# Selected text
(begin)
29.6.2016

MAR, the EU Market Abuse Directive: A Step Back for Finland

In the wake of the financial crisis, the EU began regulating the financial sector through directly applicable regulations rather than locally implemented directives. The idea was to ensure rapid and uniform regulation on the borderless internal market, and it was influenced by a mistrust of Member States.

Unfortunately, one-size-fits-all solutions are a bad fit for the differing situations in different Member States, and they don’t always mean progress. One example of this is the EU’s Market Abuse Regulation (596/2014), or the MAR for short, which has been a bane for listed companies and issuers of listed bonds this year.

The MAR becomes binding starting on 3 July 2016. It replaces most of the current regulations on the ongoing disclosure obligation, insider matters and market abuse under the Finnish Securities Markets Act. This is a change that has to be taken seriously: the MAR also brings with it harsher sanctions for non-compliance.
(end)
# Your instructions
Retype the Market Abuse Regulation piece word for word, between "Unfortunately, one-size-fits-all solutions" and "bonds this year.", inclusive.

# Dataset extract
(begin)
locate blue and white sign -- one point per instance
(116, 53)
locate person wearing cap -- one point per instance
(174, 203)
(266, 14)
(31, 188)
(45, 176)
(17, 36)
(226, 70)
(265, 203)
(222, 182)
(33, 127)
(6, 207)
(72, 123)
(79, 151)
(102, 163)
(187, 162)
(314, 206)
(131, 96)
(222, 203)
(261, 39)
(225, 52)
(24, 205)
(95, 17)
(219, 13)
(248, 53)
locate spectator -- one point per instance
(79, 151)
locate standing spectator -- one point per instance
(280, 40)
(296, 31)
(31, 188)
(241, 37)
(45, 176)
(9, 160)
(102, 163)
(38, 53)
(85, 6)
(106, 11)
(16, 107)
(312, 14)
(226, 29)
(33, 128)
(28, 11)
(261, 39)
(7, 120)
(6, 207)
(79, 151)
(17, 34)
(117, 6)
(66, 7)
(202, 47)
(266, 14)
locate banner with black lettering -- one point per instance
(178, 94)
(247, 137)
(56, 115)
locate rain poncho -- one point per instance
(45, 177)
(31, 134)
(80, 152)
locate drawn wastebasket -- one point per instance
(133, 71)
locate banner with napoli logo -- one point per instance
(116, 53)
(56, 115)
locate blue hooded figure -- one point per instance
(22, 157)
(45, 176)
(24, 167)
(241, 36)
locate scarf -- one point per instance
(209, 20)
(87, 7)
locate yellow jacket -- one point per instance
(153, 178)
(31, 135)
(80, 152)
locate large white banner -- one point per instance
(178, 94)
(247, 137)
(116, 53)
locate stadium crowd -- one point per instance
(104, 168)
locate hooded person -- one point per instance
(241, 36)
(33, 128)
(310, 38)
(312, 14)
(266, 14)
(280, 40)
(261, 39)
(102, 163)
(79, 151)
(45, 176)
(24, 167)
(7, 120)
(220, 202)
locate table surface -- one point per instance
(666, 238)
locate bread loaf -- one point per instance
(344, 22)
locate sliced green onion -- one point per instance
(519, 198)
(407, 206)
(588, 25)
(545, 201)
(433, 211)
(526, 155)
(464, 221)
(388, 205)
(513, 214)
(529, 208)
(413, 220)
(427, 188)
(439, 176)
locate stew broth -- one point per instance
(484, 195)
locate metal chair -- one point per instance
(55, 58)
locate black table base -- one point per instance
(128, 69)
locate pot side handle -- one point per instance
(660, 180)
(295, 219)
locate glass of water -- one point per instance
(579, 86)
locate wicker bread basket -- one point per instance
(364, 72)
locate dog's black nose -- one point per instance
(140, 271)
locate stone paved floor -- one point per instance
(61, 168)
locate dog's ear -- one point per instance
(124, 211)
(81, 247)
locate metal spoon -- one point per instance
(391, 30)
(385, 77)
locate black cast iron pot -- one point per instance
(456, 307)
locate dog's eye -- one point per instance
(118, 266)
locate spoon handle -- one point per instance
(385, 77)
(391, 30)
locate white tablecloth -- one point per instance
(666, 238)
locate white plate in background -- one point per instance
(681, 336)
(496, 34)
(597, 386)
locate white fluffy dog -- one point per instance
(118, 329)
(end)
# Exercise output
Unfortunately, one-size-fits-all solutions are a bad fit for the differing situations in different Member States, and they don’t always mean progress. One example of this is the EU’s Market Abuse Regulation (596/2014), or the MAR for short, which has been a bane for listed companies and issuers of listed bonds this year.